• DOCUMENT SEGMENT
Conference: ACL 2025
arXiv: 2505.14059
Code: https://github.com/ByteDance/Dolphin
Area: Document Understanding / OCR
Keywords: Document Parsing, Layout Analysis, Multimodal VLM, Parallel Decoding, Anchor Prompting

TL;DR

This work proposes Dolphin, a lightweight (322M) document image parsing model that adopts an "analyze-then-parse" two-stage paradigm. It first performs page-level layout analysis to generate an element sequence in reading order, and then utilizes heterogeneous anchor prompting to parse the content of each element in parallel. With only 322M parameters, it outperforms 7B+ models and commercial systems on both page-level and element-level parsing tasks.

Background & Motivation

Background: Document image parsing (extracting structured content from images) has two main technical routes: (a) Integrated pipelines (e.g., MinerU), which combine expert models for layout detection, OCR, table/formula recognition, etc., providing high accuracy but complex integration; (b) End-to-end autoregressive schemes (e.g., Nougat, GOT), which directly generate page-level content using VLMs, offering simplicity but suffering from efficiency and layout degradation issues.

Limitations of Prior Work: Integrated pipelines require independent optimization of each model, making coordination across components difficult; autoregressive schemes are prone to layout structure degradation when handling long documents with complex layouts (e.g., mixed tables, formulas, and images), and token-by-token generation seriously hampers efficiency.

• DATA SHOWN
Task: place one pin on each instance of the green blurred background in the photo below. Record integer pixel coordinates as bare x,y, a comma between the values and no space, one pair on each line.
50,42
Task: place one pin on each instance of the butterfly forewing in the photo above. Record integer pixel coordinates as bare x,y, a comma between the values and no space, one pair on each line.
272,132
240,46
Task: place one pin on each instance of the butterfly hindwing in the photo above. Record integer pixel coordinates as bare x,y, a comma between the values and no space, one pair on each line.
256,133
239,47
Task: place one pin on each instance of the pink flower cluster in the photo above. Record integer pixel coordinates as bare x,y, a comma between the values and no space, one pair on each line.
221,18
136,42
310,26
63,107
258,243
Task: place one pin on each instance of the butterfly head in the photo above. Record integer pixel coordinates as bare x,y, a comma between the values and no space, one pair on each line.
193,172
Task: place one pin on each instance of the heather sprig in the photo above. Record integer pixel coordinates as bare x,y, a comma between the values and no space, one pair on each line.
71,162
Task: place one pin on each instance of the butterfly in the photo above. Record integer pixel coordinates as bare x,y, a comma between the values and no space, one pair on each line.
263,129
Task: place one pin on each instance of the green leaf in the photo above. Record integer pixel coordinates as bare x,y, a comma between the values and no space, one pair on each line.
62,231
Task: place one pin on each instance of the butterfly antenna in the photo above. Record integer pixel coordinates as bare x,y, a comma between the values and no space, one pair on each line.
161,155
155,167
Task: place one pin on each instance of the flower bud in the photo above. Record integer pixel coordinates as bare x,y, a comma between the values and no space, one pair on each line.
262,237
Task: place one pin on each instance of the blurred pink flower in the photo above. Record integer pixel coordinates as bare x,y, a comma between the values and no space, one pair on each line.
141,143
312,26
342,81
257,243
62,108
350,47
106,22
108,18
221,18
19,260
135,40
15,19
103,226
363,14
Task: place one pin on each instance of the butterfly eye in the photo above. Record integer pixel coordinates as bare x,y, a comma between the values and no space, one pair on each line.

• PROBLEMS TO SOLVE
1. In the Dolphin paper summary, rewrite the paragraph beginning "Limitations of Prior Work" as a bulleted list that keeps its main facts.
2. According to the Dolphin paper summary, what is the parameter count of the Dolphin model?
3. Write the next part of the Dolphin paper summary, starting after its final paragraph.

• TASK RESULTS
1.
- Integrated pipelines: each model must be optimized on its own, which makes it hard to coordinate the components.
- Autoregressive schemes: on long documents with complex layouts (e.g., mixed tables, formulas, and images), the layout structure tends to degrade.
- Autoregressive schemes: token-by-token generation seriously hampers efficiency.

2. 322M parameters.

3.
Key Challenge: How to maintain the simplicity of end-to-end training while avoiding layout degradation and efficiency bottlenecks of pure autoregressive methods on complex documents?

Goal: (1) A unified document parsing framework supporting multi-granularity tasks; (2) Parallel parsing to improve efficiency; (3) A lightweight architecture.

Key Insight: Decompose document parsing into two stages: layout analysis (global structure understanding) and element parsing (local content recognition), using layout elements as "anchors" to guide parallel parsing.

Core Idea: A two-stage "analyze-then-parse" approach—the first stage generates a sequence of layout elements (type + position + reading order), and the second stage crops the elements and feeds them into the same model for parallel parsing, adapting to different element types using type-specific prompts (heterogeneous anchor prompting).

Method

Overall Architecture

Input: Document image → Output: Structured Markdown/HTML text. Both stages share a unified encoder-decoder VLM (Swin Transformer encoder + mBart decoder, totaling 322M parameters).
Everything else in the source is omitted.